» **ACTIVITY**: Every entry that appears below is to be output exactly.

════

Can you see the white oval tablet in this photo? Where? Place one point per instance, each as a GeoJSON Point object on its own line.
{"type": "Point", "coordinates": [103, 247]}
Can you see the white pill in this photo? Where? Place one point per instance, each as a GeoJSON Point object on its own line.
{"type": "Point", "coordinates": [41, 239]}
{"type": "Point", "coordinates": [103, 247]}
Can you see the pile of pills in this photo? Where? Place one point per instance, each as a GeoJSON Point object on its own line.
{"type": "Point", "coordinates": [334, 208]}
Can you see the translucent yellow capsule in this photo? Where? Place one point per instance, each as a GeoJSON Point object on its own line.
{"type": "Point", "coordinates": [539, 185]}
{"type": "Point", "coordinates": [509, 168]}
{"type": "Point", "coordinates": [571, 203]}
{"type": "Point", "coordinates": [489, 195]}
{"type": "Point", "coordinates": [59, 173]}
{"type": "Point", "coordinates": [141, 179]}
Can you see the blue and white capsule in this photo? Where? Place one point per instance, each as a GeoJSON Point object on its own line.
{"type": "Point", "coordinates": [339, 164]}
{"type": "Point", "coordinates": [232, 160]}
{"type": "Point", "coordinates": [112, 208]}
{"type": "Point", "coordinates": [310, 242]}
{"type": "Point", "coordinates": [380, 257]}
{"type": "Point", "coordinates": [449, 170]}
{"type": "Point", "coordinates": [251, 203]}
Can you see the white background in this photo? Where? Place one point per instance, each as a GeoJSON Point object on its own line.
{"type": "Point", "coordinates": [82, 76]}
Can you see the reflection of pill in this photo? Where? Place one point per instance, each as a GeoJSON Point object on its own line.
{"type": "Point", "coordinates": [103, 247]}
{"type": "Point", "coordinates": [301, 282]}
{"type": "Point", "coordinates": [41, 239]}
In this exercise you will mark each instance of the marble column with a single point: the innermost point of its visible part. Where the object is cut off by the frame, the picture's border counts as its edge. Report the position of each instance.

════

» **WRITTEN RESPONSE**:
Can you see the white oval tablet in this photo? Where? Place one point per instance, each as a GeoJSON Point object on its own line.
{"type": "Point", "coordinates": [103, 247]}
Can you see the white pill in this photo? Where? Place one point per instance, each as a GeoJSON Point object on its own line.
{"type": "Point", "coordinates": [41, 239]}
{"type": "Point", "coordinates": [103, 247]}
Can you see the pile of pills in this photo? Where? Place one point per instance, each as a GeoJSON Point object on its own line.
{"type": "Point", "coordinates": [334, 208]}
Can you see the translucent yellow capsule in this photo? Where? Place one point per instance, each as a GeoJSON Point object on its own line.
{"type": "Point", "coordinates": [539, 185]}
{"type": "Point", "coordinates": [509, 168]}
{"type": "Point", "coordinates": [571, 203]}
{"type": "Point", "coordinates": [489, 195]}
{"type": "Point", "coordinates": [59, 173]}
{"type": "Point", "coordinates": [141, 179]}
Can you see the blue and white capsule in this photo? Where? Place one point per instance, each as a GeoJSON Point object on its own line.
{"type": "Point", "coordinates": [339, 164]}
{"type": "Point", "coordinates": [232, 160]}
{"type": "Point", "coordinates": [112, 208]}
{"type": "Point", "coordinates": [310, 242]}
{"type": "Point", "coordinates": [380, 257]}
{"type": "Point", "coordinates": [449, 170]}
{"type": "Point", "coordinates": [251, 203]}
Can you see the white background in this photo? Where? Place one point per instance, each as a GeoJSON Point object on its own line.
{"type": "Point", "coordinates": [82, 76]}
Can you see the reflection of pill in this photo? Where? Place one point per instance, each as a GeoJSON Point object on its own line.
{"type": "Point", "coordinates": [103, 247]}
{"type": "Point", "coordinates": [301, 282]}
{"type": "Point", "coordinates": [41, 239]}
In this exercise you will mark each instance of the marble column with a single point: the innermost point of its visible part. Where the object is cut off by the frame, the picture's border counts as its edge. Report the position of each instance.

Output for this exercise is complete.